* [EXCERPTED DATA]

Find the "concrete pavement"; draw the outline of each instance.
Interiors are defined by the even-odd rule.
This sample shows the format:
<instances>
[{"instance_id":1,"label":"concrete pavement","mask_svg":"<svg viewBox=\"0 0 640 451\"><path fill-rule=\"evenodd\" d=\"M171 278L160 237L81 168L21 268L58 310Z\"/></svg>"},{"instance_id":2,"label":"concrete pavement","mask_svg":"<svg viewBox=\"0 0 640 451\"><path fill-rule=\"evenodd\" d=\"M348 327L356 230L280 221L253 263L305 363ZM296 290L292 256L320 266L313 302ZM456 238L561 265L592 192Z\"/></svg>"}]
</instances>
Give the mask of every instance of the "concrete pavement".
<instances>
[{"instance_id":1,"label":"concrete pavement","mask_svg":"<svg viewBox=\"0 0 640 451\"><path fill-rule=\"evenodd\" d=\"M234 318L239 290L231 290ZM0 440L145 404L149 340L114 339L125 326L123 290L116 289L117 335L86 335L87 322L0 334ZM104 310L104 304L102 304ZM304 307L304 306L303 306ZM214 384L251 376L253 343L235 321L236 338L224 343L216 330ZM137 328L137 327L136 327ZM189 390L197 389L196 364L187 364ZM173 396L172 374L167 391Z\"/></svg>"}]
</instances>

* [EXERCISE DIRECTIONS] Print, without any change, the line containing "Give the mask" and each line after it to the end of the material.

* [SOLUTION FOR THIS TASK]
Give the mask of every instance of the "concrete pavement".
<instances>
[{"instance_id":1,"label":"concrete pavement","mask_svg":"<svg viewBox=\"0 0 640 451\"><path fill-rule=\"evenodd\" d=\"M234 318L239 290L231 290ZM0 440L145 404L149 340L114 339L125 326L123 290L116 289L117 335L86 335L87 322L0 334ZM104 310L104 304L102 304ZM304 307L304 306L303 306ZM214 384L251 376L253 343L235 321L236 338L224 343L216 330ZM137 328L137 327L136 327ZM189 390L197 389L196 364L187 364ZM173 396L172 374L167 391Z\"/></svg>"}]
</instances>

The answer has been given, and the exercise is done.